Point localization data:

+ + + + +

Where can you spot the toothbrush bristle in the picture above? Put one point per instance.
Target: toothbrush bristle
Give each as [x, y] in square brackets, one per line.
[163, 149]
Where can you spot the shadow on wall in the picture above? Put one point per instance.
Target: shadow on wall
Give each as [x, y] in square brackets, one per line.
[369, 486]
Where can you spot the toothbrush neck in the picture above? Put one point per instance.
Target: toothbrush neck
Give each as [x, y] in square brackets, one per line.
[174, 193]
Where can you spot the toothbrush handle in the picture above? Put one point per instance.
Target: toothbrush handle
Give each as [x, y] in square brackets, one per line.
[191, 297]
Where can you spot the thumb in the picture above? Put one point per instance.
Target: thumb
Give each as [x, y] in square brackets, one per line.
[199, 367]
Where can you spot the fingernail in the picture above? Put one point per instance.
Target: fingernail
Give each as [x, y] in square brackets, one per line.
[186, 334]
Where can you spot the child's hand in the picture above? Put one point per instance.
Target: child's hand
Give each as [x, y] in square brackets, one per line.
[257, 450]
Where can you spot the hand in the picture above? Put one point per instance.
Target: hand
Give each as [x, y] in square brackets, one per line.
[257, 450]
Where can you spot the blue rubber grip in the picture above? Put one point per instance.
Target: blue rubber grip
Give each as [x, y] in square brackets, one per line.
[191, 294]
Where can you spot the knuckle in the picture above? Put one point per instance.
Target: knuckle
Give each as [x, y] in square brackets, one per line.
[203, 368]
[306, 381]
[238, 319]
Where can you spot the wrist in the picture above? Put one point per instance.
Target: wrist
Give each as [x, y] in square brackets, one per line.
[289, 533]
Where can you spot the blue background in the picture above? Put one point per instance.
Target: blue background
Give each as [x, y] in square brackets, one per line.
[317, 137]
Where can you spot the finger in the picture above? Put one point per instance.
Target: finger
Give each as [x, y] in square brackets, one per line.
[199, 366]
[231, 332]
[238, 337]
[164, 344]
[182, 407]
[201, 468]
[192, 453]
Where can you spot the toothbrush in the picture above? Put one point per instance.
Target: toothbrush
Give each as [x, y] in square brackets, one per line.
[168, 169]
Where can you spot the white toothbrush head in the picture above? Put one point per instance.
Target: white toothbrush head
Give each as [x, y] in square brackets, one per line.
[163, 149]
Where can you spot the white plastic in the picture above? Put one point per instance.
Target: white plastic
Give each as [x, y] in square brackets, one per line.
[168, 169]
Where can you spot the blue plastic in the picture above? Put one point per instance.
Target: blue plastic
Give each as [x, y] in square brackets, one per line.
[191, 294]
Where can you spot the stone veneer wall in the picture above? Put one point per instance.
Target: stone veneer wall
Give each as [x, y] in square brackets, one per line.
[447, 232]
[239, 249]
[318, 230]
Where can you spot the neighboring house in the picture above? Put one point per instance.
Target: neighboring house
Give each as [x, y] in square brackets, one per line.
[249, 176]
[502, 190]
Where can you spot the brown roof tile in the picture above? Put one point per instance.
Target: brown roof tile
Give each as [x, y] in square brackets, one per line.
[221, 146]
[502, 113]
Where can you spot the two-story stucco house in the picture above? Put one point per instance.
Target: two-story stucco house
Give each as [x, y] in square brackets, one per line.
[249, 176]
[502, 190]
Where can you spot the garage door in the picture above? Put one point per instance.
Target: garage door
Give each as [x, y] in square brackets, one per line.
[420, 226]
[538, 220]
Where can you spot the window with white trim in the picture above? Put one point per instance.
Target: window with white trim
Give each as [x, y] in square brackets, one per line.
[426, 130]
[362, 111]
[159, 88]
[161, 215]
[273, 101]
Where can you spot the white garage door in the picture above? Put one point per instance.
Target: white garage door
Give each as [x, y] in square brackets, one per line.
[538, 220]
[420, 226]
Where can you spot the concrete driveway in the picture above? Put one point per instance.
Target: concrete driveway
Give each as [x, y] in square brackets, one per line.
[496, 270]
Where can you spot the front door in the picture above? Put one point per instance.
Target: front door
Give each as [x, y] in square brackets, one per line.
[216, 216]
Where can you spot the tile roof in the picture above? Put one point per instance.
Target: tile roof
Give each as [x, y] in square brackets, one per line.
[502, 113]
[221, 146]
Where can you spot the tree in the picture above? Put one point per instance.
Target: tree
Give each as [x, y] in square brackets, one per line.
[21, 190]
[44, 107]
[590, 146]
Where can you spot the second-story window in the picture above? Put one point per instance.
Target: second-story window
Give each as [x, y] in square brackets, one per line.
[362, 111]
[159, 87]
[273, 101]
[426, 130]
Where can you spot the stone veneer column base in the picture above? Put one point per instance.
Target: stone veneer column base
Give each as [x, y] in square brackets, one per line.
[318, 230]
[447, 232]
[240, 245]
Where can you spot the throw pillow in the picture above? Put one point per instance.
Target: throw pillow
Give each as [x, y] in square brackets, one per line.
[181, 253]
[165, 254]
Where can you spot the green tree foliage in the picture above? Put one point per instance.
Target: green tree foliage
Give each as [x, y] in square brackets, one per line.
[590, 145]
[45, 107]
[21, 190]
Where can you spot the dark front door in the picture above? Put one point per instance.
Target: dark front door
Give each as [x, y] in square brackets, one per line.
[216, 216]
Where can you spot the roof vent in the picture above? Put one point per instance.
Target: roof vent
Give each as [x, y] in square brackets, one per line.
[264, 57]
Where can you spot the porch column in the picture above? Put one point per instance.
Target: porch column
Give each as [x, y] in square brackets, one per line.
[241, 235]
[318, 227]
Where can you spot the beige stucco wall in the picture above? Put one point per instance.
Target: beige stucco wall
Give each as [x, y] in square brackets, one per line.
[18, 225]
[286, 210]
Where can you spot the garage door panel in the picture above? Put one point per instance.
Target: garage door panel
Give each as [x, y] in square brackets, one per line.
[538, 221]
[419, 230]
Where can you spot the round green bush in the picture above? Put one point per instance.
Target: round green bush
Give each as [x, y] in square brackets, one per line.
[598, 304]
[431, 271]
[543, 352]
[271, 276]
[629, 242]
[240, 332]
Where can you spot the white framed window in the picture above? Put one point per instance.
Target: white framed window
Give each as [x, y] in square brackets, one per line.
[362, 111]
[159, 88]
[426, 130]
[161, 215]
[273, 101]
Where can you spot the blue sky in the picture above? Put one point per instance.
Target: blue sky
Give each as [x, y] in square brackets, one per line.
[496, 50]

+ + + + +

-- Aim of the task --
Copy out every line above where "framed" is present.

-- Response to the task --
Where can you spot the white framed window in the picture above? Put one point per instance.
Target: white framed window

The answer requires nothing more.